Task description ▸ Copy each line below exactly and leave the pictures out.

Data excerpts:
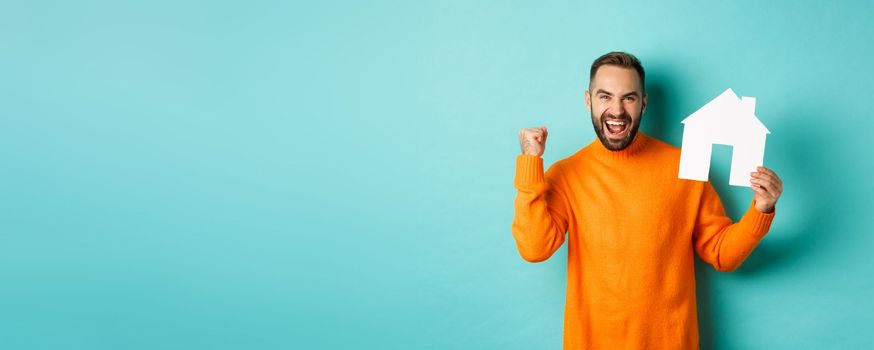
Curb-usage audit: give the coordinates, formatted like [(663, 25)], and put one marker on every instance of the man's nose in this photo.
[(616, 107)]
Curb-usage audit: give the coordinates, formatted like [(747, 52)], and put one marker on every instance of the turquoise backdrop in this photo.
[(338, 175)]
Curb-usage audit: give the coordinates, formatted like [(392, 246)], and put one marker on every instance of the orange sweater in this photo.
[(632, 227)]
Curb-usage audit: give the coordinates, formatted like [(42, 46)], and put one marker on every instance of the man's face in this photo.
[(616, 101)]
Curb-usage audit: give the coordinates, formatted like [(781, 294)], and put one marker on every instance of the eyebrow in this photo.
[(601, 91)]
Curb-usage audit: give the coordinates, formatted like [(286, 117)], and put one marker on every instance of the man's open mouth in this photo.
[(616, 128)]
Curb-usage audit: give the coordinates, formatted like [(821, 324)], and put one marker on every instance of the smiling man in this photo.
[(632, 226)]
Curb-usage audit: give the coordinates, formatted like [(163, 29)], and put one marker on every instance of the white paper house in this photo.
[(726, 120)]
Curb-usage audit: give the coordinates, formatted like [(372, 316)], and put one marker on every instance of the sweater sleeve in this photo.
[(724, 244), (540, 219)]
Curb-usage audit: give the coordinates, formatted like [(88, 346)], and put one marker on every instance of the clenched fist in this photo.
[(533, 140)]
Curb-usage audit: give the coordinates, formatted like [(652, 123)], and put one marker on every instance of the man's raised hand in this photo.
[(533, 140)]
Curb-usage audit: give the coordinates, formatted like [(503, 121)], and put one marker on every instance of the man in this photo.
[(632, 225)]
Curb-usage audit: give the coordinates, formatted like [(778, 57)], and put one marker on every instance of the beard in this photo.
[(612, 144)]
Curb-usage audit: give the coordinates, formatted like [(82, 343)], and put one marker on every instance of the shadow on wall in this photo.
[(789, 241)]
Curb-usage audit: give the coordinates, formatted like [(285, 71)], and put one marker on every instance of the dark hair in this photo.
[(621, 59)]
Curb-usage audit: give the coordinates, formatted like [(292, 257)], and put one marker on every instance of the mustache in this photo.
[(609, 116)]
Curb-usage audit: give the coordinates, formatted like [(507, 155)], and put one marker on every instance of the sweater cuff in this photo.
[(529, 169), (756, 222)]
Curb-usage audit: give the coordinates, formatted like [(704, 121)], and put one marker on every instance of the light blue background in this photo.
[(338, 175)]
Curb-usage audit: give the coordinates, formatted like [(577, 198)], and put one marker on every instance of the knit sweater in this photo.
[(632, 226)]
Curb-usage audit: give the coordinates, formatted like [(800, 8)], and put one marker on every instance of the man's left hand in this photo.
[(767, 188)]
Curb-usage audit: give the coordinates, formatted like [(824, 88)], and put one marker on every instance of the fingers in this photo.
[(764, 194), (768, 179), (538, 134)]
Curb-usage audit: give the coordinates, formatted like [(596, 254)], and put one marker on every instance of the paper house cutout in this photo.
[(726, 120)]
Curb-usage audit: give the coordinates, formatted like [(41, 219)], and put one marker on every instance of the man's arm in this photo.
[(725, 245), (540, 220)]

Response ▸
Curb-usage audit: give the coordinates, formatted like [(663, 25)], and put one marker on every instance of the man's nose in this photo.
[(616, 107)]
Curb-usage audit: give the coordinates, formatted like [(747, 52)], and put one marker on every instance of the turquoise backdrop in this photo.
[(338, 175)]
Curb-usage audit: give the coordinates, formatted like [(392, 246)], and put one marker on every instance of the orange sweater in this photo.
[(632, 227)]
Curb-usage audit: give the coordinates, formatted like [(42, 46)], and put one marker on every instance of the man's face in this photo.
[(616, 101)]
Curb-usage audit: give the coordinates, formatted like [(781, 294)], and put one marker on every instance of the eyebrow in this photo.
[(601, 91)]
Curb-usage audit: give the coordinates, formatted like [(286, 117)], and put one marker on every instance of the man's open mouth in this photo.
[(616, 128)]
Curb-usage audit: give the coordinates, formatted like [(821, 324)], and put one marker on every instance of the smiling man in this photo.
[(632, 226)]
Curb-usage audit: give the coordinates, formatted like [(163, 29)], and put one marker on every instance of the white paper house in this photo.
[(726, 120)]
Curb-usage audit: give the coordinates, formatted like [(372, 316)], and put one marker on every instance of the sweater sleeve in this photo.
[(724, 244), (540, 219)]
Curb-usage audit: give the coordinates, formatted like [(88, 346)], and put one marker on every instance of the clenched fist in this photo.
[(533, 140)]
Curb-usage audit: give the coordinates, formatted like [(652, 123)], and put one marker on every instance of the man's raised hand in this photo.
[(533, 140)]
Curb-usage audit: give the coordinates, formatted like [(503, 121)], and put one marker on every instance of the man in this photo.
[(632, 225)]
Curb-usage audit: give the coordinates, formatted like [(778, 57)], and put one marker on every instance of the beard in this photo.
[(612, 144)]
Curb-usage audit: give the coordinates, formatted like [(82, 343)], and put one marker on every instance of the shadow on wall in this photo.
[(789, 241)]
Curb-usage audit: give the coordinates, formatted like [(285, 71)], and put one marker on every instance of the dark hair in this photo.
[(621, 59)]
Curb-usage audit: give the coordinates, formatted like [(292, 257)], and put one marker on every instance of the mustache in this photo.
[(609, 116)]
Curb-usage audit: give the coordinates, formatted like [(507, 155)], and put one marker on every instance of the sweater cuff in this photo.
[(529, 169), (756, 222)]
Curb-usage audit: give the coordinates, formatted like [(704, 121)], and put one marker on every instance of the light blue background in this photo.
[(338, 175)]
Curb-usage audit: give the coordinates, formatted like [(577, 198)], and put one marker on every instance of the knit sweater in this photo.
[(632, 226)]
Curb-usage audit: give the coordinates, formatted like [(800, 8)], and put one marker on every instance of the man's left hand in this photo.
[(767, 188)]
Curb-usage audit: give the coordinates, formatted like [(824, 88)], and put one marker on every instance of the fingers in this photo.
[(764, 194), (768, 179), (538, 134)]
Curb-usage audit: give the coordinates, formatted like [(596, 254)], and put one marker on every instance of the paper house cutout in this photo.
[(726, 120)]
Curb-usage audit: give the coordinates, formatted like [(41, 219)], and put one marker on every instance of the man's arm in this photo.
[(725, 245), (540, 220)]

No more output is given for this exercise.